▶ **Selected excerpt**:
##############################

Morphology of gels: To visualize the morphology of PEG-TA5-OH3, HA-TA2.2 or PEG-TA5-OH3/HA-TA2.2 hydrogels, the samples were frozen in liquid nitrogen and then dried for two days. After coating with gold, samples were analyzed with a Zeiss HR-SEM equipped with NORAN EDS and WDS with a maximum and minimum accelerating voltage of 30 kV and 0.2 kV, respectively, and a field-emission gun.

Swelling and degradation behavior: PEG-TA5-OH3, HA-TA2.2 or PEG-TA5-OH3/HA-TA2.2 hydrogels (0.2 mL, 10 wt%) were prepared as described above and accurately weighted (Wi). The samples were subsequently incubated in 2 mL of PBS containing 100 U/mL hyaluronidase at 37 °C. At regular time intervals, the enzyme solution was removed from the samples and the weight of the hydrogels was determined (Wde). Remaining gel (%) was calculated from Wde/Wi. After weighing, fresh enzyme solutions were added to the hydrogels. The experiments were performed in triplicate.

##############################

▶ **Extracted records**:
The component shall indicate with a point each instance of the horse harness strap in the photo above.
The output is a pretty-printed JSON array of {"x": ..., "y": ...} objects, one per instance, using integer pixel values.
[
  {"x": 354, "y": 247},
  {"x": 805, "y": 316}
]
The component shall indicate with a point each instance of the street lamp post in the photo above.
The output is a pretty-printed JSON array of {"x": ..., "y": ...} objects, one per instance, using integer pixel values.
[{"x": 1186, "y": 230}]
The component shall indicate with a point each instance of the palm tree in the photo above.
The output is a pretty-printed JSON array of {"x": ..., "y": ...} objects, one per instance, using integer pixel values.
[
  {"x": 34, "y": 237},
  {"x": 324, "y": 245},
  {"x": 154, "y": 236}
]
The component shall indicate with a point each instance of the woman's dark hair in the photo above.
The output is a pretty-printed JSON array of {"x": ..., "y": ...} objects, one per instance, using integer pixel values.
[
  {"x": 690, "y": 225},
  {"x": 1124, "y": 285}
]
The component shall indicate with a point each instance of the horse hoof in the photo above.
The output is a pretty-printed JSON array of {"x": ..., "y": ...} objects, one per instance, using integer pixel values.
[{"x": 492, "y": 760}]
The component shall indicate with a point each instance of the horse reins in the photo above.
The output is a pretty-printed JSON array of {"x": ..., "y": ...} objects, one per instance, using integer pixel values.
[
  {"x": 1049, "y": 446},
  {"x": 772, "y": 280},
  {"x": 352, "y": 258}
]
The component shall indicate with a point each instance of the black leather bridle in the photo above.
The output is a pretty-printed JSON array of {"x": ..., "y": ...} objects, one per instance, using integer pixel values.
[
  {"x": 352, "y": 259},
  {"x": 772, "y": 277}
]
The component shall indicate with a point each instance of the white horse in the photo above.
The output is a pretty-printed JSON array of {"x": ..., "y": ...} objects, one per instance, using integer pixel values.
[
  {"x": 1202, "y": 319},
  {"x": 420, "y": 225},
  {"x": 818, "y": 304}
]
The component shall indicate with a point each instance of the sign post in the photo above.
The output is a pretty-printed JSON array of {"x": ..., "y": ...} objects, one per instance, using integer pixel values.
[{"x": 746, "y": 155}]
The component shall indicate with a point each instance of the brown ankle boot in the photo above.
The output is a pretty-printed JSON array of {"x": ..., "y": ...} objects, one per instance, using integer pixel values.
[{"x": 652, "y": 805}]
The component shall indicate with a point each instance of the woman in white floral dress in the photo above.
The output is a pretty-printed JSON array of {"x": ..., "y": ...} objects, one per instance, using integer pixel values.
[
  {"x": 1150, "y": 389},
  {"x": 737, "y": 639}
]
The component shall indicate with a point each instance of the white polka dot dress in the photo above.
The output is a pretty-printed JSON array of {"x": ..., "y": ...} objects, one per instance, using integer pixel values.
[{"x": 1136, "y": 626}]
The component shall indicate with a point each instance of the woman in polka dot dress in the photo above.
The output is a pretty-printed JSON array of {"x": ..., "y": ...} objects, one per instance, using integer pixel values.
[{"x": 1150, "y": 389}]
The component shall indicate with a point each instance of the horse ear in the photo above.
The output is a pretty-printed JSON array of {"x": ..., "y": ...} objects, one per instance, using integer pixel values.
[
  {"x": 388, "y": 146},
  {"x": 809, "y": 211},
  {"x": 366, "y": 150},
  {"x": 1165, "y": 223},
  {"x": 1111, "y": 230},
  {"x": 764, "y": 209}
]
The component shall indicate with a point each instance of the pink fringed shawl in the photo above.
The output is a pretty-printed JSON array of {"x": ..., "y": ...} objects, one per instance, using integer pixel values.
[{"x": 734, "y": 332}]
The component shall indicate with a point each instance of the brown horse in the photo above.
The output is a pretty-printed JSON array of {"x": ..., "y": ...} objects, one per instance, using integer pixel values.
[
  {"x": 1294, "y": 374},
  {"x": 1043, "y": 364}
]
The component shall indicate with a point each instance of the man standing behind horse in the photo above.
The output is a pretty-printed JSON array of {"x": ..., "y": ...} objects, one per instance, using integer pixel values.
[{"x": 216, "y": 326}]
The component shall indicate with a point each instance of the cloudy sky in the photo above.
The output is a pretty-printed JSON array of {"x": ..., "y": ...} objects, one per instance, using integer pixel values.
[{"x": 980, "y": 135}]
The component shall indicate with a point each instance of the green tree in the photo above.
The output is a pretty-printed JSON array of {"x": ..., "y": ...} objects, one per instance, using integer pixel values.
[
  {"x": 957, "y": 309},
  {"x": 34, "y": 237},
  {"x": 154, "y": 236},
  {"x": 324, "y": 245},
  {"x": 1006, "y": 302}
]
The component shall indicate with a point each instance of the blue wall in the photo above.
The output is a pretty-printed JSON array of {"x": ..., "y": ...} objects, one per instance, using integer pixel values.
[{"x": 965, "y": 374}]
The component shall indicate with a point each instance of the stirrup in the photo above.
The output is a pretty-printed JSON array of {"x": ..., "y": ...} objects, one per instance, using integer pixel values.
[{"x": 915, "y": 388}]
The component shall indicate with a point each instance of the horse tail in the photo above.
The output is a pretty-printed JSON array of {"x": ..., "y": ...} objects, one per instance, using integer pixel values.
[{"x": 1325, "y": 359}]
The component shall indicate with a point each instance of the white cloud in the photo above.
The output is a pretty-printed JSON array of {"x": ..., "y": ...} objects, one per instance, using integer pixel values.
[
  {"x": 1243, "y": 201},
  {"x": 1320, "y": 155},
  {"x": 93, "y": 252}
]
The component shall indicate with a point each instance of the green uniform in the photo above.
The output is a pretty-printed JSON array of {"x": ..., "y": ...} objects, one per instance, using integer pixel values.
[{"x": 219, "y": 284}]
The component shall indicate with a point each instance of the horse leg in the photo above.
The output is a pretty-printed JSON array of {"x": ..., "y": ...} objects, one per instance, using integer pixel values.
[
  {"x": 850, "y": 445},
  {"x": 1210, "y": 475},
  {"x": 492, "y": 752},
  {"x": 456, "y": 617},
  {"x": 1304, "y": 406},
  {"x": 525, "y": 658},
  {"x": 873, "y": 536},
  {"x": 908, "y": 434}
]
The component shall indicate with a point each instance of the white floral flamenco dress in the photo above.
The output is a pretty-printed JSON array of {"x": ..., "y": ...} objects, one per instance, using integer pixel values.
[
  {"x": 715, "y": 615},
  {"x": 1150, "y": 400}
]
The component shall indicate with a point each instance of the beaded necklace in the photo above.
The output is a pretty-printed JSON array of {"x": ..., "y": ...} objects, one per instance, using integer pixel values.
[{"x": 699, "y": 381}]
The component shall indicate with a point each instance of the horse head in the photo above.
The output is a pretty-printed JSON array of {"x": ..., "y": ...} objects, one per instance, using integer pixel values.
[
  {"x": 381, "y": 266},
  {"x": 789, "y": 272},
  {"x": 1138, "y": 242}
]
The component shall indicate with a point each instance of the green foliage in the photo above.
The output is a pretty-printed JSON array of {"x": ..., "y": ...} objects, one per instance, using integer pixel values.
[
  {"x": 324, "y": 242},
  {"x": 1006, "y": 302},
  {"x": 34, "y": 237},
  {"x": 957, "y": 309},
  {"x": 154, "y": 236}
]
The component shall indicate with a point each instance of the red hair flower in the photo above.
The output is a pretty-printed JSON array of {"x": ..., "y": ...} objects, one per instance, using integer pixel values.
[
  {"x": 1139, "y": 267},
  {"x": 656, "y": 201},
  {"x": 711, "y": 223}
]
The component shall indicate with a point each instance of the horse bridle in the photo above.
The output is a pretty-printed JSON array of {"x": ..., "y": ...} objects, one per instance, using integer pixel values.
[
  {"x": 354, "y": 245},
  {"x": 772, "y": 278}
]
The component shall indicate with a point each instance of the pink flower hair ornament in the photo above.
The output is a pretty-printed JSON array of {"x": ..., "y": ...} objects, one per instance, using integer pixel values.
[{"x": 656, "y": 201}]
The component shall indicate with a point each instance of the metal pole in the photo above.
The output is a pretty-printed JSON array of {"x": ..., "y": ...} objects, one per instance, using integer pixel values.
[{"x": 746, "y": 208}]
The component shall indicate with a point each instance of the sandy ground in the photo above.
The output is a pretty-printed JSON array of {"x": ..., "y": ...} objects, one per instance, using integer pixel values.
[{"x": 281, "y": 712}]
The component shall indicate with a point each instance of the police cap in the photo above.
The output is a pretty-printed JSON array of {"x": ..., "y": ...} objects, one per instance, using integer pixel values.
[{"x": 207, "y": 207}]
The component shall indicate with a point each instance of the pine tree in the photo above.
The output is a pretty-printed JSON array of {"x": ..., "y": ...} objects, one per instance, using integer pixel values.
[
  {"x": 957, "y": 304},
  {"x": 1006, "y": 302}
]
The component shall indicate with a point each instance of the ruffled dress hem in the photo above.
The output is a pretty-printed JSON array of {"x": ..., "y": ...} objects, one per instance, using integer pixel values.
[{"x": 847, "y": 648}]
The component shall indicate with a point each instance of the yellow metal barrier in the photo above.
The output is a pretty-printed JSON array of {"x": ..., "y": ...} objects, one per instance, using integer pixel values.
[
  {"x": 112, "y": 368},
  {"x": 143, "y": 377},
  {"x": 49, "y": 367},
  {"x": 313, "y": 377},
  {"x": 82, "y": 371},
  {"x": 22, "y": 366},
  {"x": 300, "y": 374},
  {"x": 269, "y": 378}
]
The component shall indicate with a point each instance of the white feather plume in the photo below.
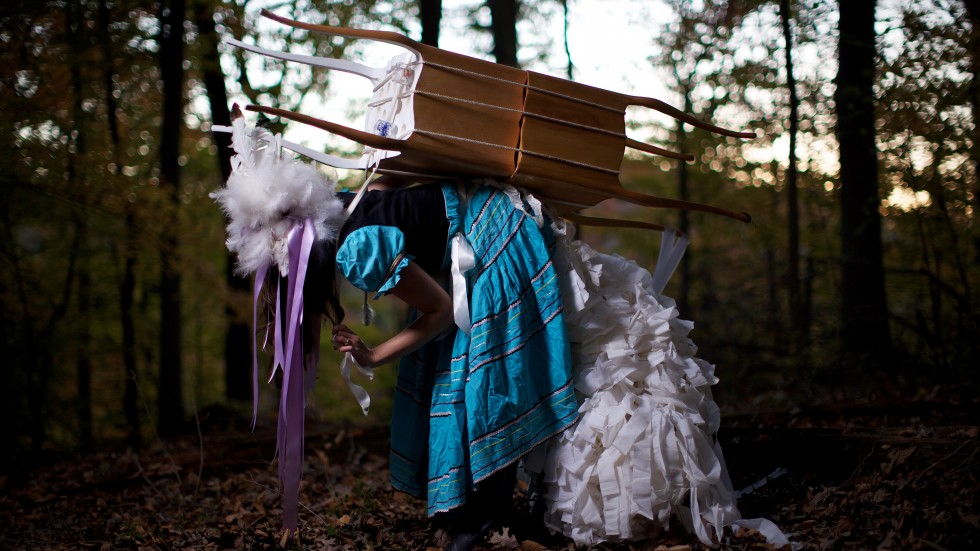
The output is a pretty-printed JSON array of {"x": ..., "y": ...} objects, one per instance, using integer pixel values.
[{"x": 267, "y": 195}]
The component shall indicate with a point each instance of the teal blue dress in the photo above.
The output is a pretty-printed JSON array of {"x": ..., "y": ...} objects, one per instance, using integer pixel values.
[{"x": 468, "y": 405}]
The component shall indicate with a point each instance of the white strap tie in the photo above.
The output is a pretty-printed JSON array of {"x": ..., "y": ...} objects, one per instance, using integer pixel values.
[
  {"x": 463, "y": 261},
  {"x": 362, "y": 396}
]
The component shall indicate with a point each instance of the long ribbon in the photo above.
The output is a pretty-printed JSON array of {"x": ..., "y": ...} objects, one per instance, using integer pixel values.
[
  {"x": 292, "y": 397},
  {"x": 361, "y": 395},
  {"x": 672, "y": 247},
  {"x": 256, "y": 291}
]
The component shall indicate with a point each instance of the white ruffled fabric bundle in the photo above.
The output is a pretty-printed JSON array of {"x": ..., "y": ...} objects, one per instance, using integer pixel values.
[
  {"x": 644, "y": 449},
  {"x": 268, "y": 195}
]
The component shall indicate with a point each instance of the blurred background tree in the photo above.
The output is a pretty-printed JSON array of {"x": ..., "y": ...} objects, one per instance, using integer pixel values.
[{"x": 120, "y": 314}]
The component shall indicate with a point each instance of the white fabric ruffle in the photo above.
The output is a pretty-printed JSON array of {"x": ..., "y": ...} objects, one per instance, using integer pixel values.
[{"x": 644, "y": 450}]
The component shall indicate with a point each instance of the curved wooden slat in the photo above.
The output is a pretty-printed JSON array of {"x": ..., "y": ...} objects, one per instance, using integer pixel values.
[
  {"x": 640, "y": 146},
  {"x": 667, "y": 109},
  {"x": 359, "y": 136},
  {"x": 611, "y": 222}
]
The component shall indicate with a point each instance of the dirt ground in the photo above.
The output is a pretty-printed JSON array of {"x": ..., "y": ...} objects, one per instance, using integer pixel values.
[{"x": 899, "y": 474}]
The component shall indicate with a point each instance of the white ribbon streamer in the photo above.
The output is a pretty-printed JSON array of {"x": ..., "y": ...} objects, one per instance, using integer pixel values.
[
  {"x": 463, "y": 261},
  {"x": 672, "y": 247},
  {"x": 361, "y": 395}
]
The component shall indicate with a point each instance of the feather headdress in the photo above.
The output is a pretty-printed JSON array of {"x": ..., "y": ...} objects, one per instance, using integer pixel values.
[{"x": 267, "y": 195}]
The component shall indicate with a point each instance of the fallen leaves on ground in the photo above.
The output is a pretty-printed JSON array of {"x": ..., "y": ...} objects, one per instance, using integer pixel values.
[{"x": 844, "y": 480}]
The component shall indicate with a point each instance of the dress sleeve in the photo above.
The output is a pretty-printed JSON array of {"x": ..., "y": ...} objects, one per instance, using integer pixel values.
[{"x": 372, "y": 257}]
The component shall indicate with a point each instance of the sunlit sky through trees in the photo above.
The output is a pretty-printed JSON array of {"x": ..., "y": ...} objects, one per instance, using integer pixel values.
[{"x": 612, "y": 45}]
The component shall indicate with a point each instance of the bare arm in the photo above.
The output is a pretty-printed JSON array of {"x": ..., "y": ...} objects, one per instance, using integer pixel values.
[{"x": 417, "y": 289}]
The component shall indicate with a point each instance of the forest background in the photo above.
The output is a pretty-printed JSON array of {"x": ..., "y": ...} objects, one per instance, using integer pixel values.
[{"x": 857, "y": 280}]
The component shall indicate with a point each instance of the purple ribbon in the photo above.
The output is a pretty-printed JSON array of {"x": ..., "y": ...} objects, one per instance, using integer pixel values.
[
  {"x": 290, "y": 359},
  {"x": 293, "y": 399}
]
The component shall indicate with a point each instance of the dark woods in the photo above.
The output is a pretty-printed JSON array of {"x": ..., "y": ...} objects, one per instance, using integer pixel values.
[{"x": 120, "y": 317}]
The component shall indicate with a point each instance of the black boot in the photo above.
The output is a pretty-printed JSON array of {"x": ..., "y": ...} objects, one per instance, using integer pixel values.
[{"x": 484, "y": 508}]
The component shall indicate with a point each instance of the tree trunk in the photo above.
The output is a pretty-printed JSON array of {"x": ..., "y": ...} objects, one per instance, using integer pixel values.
[
  {"x": 569, "y": 66},
  {"x": 76, "y": 187},
  {"x": 127, "y": 288},
  {"x": 170, "y": 397},
  {"x": 973, "y": 11},
  {"x": 430, "y": 12},
  {"x": 864, "y": 329},
  {"x": 237, "y": 341},
  {"x": 503, "y": 15},
  {"x": 797, "y": 331}
]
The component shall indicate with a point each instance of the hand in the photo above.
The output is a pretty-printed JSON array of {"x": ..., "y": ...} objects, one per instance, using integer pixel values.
[{"x": 346, "y": 340}]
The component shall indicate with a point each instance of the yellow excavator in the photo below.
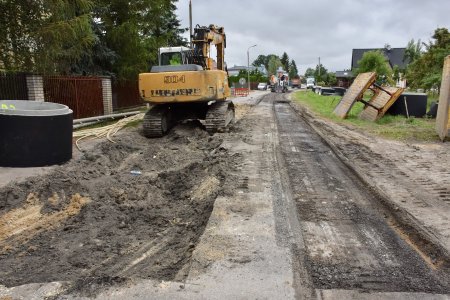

##############################

Output the stretch of the hydrogel methods text from "Swelling and degradation" through "performed in triplicate.", word for word. The items come from a different source than the hydrogel methods text.

Swelling and degradation behavior: PEG-TA5-OH3, HA-TA2.2 or PEG-TA5-OH3/HA-TA2.2 hydrogels (0.2 mL, 10 wt%) were prepared as described above and accurately weighted (Wi). The samples were subsequently incubated in 2 mL of PBS containing 100 U/mL hyaluronidase at 37 °C. At regular time intervals, the enzyme solution was removed from the samples and the weight of the hydrogels was determined (Wde). Remaining gel (%) was calculated from Wde/Wi. After weighing, fresh enzyme solutions were added to the hydrogels. The experiments were performed in triplicate.